━━ Information shown

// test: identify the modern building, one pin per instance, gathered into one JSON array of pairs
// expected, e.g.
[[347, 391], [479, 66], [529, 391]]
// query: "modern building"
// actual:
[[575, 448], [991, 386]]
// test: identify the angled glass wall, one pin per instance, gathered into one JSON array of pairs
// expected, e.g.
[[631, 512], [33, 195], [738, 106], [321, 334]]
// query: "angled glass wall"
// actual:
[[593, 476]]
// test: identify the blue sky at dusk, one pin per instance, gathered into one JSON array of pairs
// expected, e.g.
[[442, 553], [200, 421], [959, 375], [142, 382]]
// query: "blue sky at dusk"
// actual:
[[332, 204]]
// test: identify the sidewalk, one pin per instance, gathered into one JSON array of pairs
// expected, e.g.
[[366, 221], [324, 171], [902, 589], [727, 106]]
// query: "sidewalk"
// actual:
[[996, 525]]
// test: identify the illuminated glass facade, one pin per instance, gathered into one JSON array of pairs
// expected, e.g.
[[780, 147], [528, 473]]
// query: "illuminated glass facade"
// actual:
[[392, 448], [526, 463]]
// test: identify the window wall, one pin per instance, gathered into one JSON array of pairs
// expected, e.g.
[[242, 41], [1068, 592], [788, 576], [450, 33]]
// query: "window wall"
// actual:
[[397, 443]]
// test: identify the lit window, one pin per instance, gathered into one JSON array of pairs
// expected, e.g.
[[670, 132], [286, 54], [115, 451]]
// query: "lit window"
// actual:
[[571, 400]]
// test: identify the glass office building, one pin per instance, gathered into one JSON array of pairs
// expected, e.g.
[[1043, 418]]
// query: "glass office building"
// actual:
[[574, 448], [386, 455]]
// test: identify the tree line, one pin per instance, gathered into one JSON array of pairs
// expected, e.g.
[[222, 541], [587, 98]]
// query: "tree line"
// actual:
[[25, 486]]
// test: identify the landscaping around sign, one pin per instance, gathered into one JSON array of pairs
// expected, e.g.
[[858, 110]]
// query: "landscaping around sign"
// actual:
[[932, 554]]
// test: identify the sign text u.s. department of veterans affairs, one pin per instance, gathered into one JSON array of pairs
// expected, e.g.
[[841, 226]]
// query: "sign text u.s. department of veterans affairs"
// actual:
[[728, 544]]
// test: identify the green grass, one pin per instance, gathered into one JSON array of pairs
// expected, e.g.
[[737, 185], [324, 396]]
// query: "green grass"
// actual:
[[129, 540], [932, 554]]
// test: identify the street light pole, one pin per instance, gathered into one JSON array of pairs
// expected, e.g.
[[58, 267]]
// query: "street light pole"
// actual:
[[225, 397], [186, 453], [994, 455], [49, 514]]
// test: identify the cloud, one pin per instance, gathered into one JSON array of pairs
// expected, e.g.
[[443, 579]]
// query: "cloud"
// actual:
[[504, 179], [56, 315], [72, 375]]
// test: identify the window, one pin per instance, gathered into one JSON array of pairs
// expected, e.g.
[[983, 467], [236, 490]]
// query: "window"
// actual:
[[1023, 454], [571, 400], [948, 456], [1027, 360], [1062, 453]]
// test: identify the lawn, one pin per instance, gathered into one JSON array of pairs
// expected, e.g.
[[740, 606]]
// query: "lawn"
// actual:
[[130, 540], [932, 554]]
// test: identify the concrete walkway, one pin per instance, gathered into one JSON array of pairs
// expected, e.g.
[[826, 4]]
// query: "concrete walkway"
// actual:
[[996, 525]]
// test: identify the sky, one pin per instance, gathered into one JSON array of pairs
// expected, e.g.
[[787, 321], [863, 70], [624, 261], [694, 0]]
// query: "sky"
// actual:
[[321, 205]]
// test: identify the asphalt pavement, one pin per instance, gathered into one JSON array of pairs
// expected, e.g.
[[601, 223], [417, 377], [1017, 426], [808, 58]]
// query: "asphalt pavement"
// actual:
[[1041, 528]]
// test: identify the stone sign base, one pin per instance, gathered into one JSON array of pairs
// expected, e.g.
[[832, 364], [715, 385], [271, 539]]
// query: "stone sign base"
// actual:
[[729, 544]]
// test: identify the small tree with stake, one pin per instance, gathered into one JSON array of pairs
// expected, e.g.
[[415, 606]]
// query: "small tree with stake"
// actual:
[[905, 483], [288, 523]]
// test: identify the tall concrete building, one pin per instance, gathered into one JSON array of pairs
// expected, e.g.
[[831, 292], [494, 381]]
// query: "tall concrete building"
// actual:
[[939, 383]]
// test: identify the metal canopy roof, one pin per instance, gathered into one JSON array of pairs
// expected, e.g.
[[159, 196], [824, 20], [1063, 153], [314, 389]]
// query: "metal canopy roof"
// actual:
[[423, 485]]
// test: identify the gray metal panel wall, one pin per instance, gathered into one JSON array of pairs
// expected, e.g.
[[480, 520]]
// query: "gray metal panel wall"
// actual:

━━━━

Job
Rewrite the records from the line that has "window wall, one" through the line that has "[[504, 179], [56, 315], [72, 375]]", swapping "street light pole" for "lamp post" and leaving everything else unchanged.

Final answer
// test: identify the window wall, one pin per instance, gathered into one JSON array of pairs
// expected, e.g.
[[242, 41], [1068, 592], [788, 576], [450, 33]]
// query: "window wall"
// actual:
[[397, 443]]
// test: identify the lit window, one pin per instance, gathered into one JSON array of pairs
// expected, e.g.
[[670, 132], [286, 54], [115, 451]]
// query: "lit window"
// actual:
[[571, 400]]
// test: identify the glass office building, one pin per instance, gathered into one JSON array of pairs
// expected, e.g.
[[1043, 418]]
// query: "glass office building"
// actual:
[[574, 448], [386, 455]]
// test: identify the tree line, one pin per instance, gathered into one JSON array of pairs
// expected, e.g.
[[222, 541], [587, 98]]
// query: "tree line"
// actual:
[[25, 486]]
// test: identify the landscaping around sign, one pin per instance, gathered into one JSON array of pairs
// expected, e.g.
[[858, 110]]
// query: "landscaping around sign"
// actual:
[[932, 554]]
// test: identify the sign text u.s. department of veterans affairs, one pin per instance, gathered into one JSON array of pairs
// expected, e.g.
[[841, 226]]
// query: "sign text u.s. department of veterans affairs"
// actual:
[[728, 544]]
// test: identify the green grass, one pin per instance, gathered into one JSON array of pairs
// expected, e.g.
[[737, 185], [324, 396]]
// query: "green grass"
// actual:
[[129, 540], [932, 554]]
// test: identify the lamp post, one pin per instance, gathered into one JSON array of pairs
// expected, e.g.
[[58, 267]]
// query: "lamp post"
// actual:
[[225, 397], [186, 453], [994, 455], [49, 514]]
// test: identify the cloud, one pin per instance, gathered into one JSON array of pairs
// expected, e.g.
[[443, 579]]
// query: "cloud"
// actual:
[[504, 179], [56, 315], [72, 375]]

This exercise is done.